- Task directions: Report how many of the lines below contain the word "farthest", giving only the number.

Start Entries

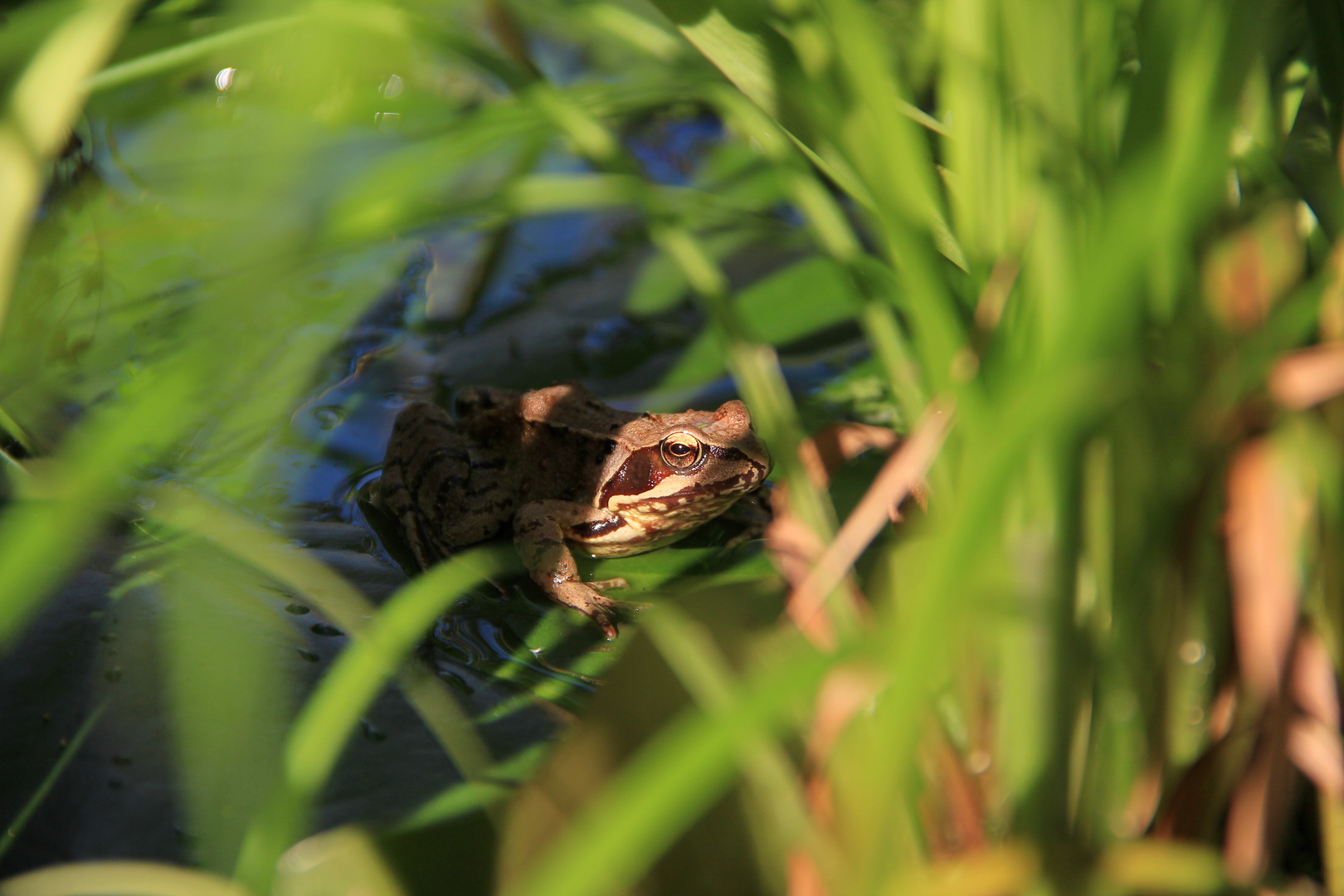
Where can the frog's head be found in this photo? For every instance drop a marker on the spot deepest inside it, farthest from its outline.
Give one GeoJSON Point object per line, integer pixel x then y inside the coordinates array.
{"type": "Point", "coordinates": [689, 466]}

End Entries
Start Entries

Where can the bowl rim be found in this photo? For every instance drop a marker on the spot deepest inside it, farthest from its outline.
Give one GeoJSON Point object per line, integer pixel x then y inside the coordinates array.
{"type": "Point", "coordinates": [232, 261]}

End Entries

- Written response: 2